▸ **SELECTED EXCERPT**
In any rational world the older son merits the party, while the younger son, if he merits anything, merits only sackcloth and ashes, and a bed in the slave quarters.

In America we believe we are born with the inalienable right to name ourselves and to tell our own story. In Jesus’s parable, however, we don’t  get to do either. Only the Father has the power and the authority to do that.

Notice—— the younger son makes up his mind to tell his Father that he is no longer worthy to be called his son, but before he can say that or anything else, the Father has run to him, embraced him, and kissed him.

Then when the son finally gets a few words out the Father ignores his wishes to be made a slave and says, “Quickly, bring out the best robe and put it on him, put a ring on his finger and shoes on his feet—and fire up the grill cause we’re having a par-tay tonight, because this son of mine was dead and is alive, was lost and is found.”

No matter what sins the son has committed the Father claims him as his son and gives him a place at his table.

Of course this isn’t fair, so the older son goes off in anger, saying, “This son of yours deserves punishment, not a party.”

But again the Father gets to name who we are. He says, Son you are always with me and all that is mine is yours, but we have to celebrate because this brother of yours was dead, and has come back to life, was lost and has been found.”

It is God the Father, the Creator, who names us daughters and sons. It is Jesus the Son, who names us sisters and brothers. We only find our true story when we accept God’s story as to who we, and all people,  truly are. The American dream won’t get us there.

In Bible studies reading this parable, people will at some point say they identify with one son or the other. For most of my life I’ve identified with the younger son. The danger, of course, is that we will begin to feel anger rising toward the other brother who is against us, we forget the central character is the Father and that he is the one we are being called to follow.

But this is so hard to do because our worldview is still trapped in a dualistic world that only finds comfort in dividing up the world into those on the inside and those on the outside, the good guys and the bad guys.

Baptist preacher Will Campbell was born in 1926 and grew up in Mississippi. (He became the model for the character Rev. Will B Dunn in the Kudzu comic strip which ran from 198 to 2007.) A New York Times article when he died a few years ago, said that Will Campbell, “was the only white person invited by Dr. [Martin Luther] King, Jr. to the founding of the Southern Christian Leadership Conference at Ebenezer Baptist Church in Atlanta in 1957.”

▸ **GIVEN REQUEST 1**
In the listing, copy each line without changes, from the line with "is: car tire" up to and including the line with "[0,1247,291,1554]". Leave out any pictures.

Listing of labeled boxes:
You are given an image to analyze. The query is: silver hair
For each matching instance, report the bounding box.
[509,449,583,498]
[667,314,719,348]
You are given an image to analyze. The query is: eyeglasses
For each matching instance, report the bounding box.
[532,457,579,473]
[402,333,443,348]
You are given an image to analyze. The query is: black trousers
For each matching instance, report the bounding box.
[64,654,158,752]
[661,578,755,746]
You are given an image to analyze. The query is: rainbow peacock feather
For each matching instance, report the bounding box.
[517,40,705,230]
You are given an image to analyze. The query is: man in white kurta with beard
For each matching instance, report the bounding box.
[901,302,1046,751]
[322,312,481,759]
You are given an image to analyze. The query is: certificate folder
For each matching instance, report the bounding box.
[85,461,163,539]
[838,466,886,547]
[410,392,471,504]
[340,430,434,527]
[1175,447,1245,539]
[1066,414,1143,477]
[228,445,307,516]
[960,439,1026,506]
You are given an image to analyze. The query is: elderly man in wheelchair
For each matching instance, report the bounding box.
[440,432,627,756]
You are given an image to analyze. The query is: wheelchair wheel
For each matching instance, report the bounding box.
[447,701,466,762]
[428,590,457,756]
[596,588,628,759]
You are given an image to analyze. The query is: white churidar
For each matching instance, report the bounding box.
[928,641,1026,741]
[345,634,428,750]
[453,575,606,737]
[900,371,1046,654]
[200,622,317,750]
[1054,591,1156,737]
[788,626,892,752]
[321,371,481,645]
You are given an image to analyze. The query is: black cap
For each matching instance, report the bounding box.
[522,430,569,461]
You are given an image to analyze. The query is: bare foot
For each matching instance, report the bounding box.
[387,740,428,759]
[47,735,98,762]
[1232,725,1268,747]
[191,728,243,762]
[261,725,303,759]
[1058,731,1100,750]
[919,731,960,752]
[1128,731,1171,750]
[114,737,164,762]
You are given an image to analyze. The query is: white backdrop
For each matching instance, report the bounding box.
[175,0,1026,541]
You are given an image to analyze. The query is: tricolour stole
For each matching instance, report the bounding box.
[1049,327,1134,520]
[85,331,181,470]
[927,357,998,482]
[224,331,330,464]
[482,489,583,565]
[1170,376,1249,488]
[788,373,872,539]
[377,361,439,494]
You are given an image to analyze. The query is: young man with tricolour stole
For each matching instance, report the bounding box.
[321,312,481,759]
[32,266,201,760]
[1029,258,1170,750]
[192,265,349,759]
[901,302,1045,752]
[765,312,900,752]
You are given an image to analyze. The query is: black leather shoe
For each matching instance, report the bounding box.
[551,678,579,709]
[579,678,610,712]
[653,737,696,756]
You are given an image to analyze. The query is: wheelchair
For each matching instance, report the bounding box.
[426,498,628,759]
==
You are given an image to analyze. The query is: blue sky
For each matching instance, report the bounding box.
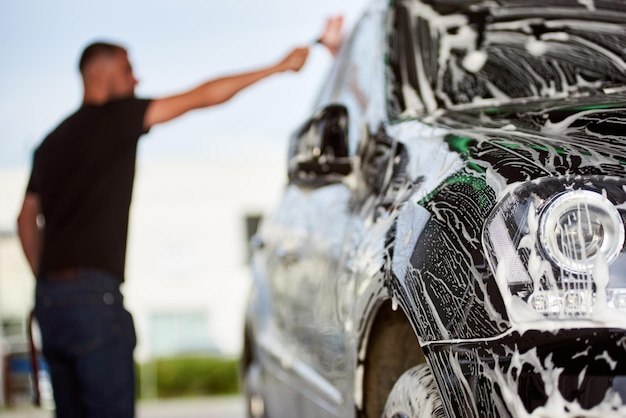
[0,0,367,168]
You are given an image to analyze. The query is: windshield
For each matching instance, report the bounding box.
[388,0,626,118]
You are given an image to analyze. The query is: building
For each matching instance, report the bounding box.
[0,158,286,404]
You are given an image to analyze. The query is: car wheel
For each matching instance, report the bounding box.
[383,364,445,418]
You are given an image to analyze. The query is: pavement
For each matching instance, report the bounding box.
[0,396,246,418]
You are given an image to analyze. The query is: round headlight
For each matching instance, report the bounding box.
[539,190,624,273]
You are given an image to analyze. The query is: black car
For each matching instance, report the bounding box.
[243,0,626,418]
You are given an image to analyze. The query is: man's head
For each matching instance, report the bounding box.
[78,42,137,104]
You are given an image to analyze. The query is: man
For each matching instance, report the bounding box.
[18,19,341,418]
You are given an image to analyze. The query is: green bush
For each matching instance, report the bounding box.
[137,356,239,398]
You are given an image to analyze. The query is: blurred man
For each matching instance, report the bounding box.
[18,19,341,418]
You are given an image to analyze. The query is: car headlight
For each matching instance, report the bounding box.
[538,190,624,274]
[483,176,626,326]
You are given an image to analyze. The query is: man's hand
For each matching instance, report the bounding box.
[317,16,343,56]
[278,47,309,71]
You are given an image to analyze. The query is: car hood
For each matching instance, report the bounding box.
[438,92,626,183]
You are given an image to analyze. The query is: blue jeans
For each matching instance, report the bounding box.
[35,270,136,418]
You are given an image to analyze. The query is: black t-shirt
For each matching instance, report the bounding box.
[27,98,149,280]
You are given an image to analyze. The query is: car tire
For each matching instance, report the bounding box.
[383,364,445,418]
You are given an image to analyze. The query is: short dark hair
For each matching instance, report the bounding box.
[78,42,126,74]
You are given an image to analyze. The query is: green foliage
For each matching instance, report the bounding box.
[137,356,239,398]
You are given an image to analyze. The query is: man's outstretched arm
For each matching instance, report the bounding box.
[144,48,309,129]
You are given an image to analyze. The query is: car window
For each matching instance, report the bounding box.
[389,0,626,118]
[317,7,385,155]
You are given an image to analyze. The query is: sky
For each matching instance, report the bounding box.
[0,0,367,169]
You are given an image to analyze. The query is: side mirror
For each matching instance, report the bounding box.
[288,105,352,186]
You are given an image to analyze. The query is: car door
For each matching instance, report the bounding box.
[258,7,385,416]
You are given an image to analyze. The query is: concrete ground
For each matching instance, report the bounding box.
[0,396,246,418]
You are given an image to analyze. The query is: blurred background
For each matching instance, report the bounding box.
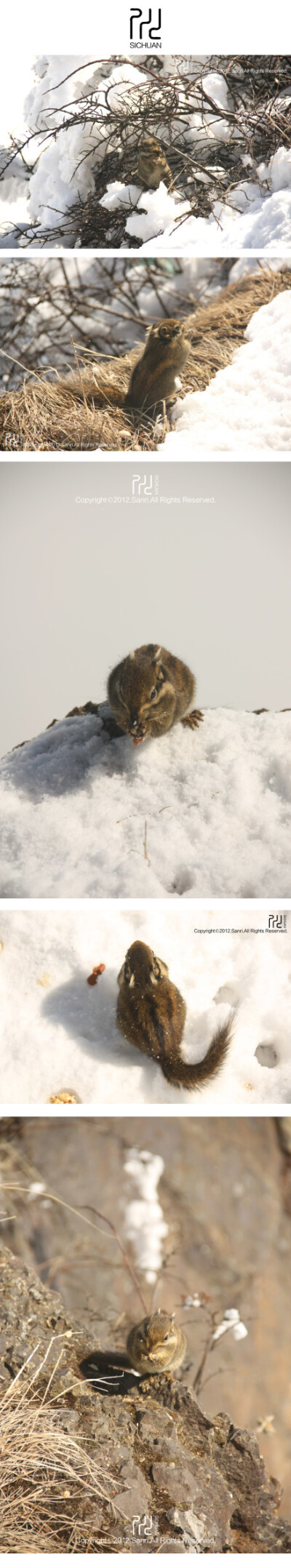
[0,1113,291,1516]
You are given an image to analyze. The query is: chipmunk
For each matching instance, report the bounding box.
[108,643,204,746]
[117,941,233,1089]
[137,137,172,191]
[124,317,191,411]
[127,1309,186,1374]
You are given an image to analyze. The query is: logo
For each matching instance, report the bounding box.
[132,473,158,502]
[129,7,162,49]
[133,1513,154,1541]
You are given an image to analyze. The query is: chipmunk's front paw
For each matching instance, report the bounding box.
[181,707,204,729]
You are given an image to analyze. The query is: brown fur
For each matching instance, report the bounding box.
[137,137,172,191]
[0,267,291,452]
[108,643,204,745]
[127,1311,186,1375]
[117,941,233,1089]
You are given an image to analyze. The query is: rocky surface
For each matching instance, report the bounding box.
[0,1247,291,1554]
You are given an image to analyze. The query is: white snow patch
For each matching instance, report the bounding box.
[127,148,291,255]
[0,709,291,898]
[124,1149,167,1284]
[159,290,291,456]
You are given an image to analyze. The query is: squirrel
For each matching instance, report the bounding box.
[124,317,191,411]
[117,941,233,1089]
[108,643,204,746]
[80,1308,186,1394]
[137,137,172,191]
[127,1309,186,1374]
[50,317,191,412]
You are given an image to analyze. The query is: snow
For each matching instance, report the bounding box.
==
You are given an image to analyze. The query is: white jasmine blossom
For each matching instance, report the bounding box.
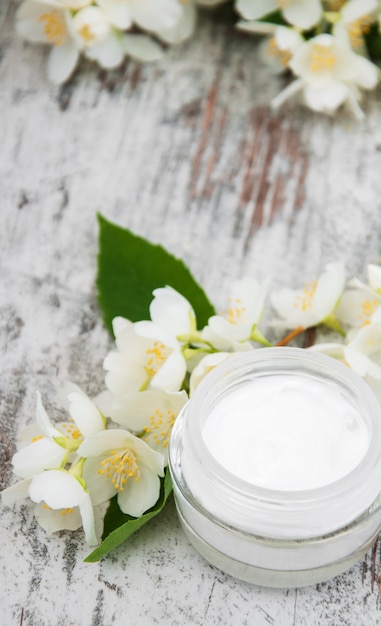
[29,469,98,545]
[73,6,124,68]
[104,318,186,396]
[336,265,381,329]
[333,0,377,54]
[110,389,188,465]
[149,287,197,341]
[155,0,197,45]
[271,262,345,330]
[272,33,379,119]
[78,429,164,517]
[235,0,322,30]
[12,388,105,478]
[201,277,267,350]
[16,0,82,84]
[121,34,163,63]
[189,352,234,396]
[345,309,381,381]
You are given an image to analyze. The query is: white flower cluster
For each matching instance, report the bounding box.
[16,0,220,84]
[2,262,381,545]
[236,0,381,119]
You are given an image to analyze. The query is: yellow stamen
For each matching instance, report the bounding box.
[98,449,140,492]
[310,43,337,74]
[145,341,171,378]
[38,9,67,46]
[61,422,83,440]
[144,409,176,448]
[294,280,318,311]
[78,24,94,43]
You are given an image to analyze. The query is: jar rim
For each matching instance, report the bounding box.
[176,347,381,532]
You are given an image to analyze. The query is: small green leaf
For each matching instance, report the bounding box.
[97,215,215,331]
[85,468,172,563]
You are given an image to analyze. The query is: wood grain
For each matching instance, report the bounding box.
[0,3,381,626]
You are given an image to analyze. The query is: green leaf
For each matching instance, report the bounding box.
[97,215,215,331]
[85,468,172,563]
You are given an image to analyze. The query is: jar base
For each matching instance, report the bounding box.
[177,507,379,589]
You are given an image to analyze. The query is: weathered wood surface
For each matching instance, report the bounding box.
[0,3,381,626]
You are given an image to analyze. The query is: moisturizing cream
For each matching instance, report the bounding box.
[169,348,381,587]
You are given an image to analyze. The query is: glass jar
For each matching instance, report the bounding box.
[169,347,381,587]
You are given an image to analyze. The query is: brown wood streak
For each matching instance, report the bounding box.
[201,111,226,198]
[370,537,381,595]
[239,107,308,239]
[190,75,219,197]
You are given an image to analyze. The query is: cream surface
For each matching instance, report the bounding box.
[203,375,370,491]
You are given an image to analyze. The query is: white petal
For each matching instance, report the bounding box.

▸ **GIVEN REQUEST 2**
Reproduce the parable passage word for word, from "In America we" up to and including "at his table.".

▸ **FULL SOLUTION 1**
You are given an image to analyze. The query is: car tire
For each matching instance, report the bounding box.
[383,364,445,418]
You are given an image to analyze. The query is: short dark hair
For each matching instance, report the bounding box.
[78,42,126,74]
You are given an image to analyze. The query is: green foliage
For each matching instance, report the bounding box.
[137,356,239,398]
You are given an image to analyze. The query is: man's outstretched arm
For each matching instance, report the bounding box.
[144,48,309,129]
You are given an image to analyze. The query is: car window
For each matching instance, report the bounding box.
[389,0,626,118]
[317,7,385,155]
You are given an image to analyze. The query is: sky
For each matching instance, report the bounding box.
[0,0,367,169]
You are given an image to analyze. The query is: side mirror
For each matching instance, report the bounding box.
[288,105,352,186]
You are given an image to analyze. The query is: car door
For each matching instance, report the bounding box.
[258,7,385,416]
You are given an image to analyze. The query is: concrete ground
For each matching instance, report the bounding box.
[0,396,246,418]
You are given an image to analyze. The query is: blurred background
For each matching instance, report the bounding box.
[0,1113,291,1516]
You are given an image to analyze. The query is: chipmunk
For each matching instance, report the bounding box.
[108,643,204,746]
[117,941,233,1089]
[137,137,172,191]
[124,317,191,411]
[127,1309,186,1374]
You are given an image to analyze. The query is: logo
For each matching instance, report the bounding box.
[132,473,158,502]
[129,7,162,49]
[133,1513,154,1541]
You are given an image to analyze. The query is: chipmunk's front paw
For each matching instance, report the bounding box.
[181,707,204,729]
You are given an image to analyze. The query is: brown fur
For each matching instance, report the bounding box.
[137,137,172,191]
[0,267,291,452]
[108,643,204,745]
[127,1311,186,1375]
[117,941,233,1089]
You are given an image to analyze. The query is: rocky surface
For each matching instance, report the bounding box.
[0,1247,291,1554]

▸ **FULL SOLUTION 2**
In America we believe we are born with the inalienable right to name ourselves and to tell our own story. In Jesus’s parable, however, we don’t  get to do either. Only the Father has the power and the authority to do that.

Notice—— the younger son makes up his mind to tell his Father that he is no longer worthy to be called his son, but before he can say that or anything else, the Father has run to him, embraced him, and kissed him.

Then when the son finally gets a few words out the Father ignores his wishes to be made a slave and says, “Quickly, bring out the best robe and put it on him, put a ring on his finger and shoes on his feet—and fire up the grill cause we’re having a par-tay tonight, because this son of mine was dead and is alive, was lost and is found.”

No matter what sins the son has committed the Father claims him as his son and gives him a place at his table.